═══ Exercise data ═══

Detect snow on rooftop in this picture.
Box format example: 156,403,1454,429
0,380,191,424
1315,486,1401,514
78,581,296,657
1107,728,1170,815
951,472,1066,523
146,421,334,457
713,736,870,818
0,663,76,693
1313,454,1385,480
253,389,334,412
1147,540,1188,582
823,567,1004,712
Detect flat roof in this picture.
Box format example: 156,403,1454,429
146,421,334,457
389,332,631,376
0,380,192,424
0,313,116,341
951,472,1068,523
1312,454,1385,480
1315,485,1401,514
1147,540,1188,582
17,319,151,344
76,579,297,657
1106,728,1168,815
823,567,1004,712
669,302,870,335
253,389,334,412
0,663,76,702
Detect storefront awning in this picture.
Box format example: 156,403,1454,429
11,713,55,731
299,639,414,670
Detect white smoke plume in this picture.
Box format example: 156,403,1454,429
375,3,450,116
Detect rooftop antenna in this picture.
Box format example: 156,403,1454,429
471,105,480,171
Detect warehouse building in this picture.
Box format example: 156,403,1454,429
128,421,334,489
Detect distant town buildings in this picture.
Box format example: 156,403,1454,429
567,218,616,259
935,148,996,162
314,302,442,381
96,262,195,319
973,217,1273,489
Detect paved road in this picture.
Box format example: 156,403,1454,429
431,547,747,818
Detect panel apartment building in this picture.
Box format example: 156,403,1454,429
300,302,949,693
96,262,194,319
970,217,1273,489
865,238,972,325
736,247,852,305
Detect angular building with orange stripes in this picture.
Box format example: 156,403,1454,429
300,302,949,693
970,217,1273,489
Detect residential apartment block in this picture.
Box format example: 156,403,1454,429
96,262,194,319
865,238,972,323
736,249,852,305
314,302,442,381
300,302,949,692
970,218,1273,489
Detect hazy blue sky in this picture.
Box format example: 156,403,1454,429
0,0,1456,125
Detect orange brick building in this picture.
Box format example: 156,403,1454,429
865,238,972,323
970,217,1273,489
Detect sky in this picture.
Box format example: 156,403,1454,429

═══

■ Written request
Pick out every line above that contains the string "apartment", matching case exactly, and copy each one.

■ Full response
Detect panel apartment building in this picture.
Detect residential apartment block in this picture.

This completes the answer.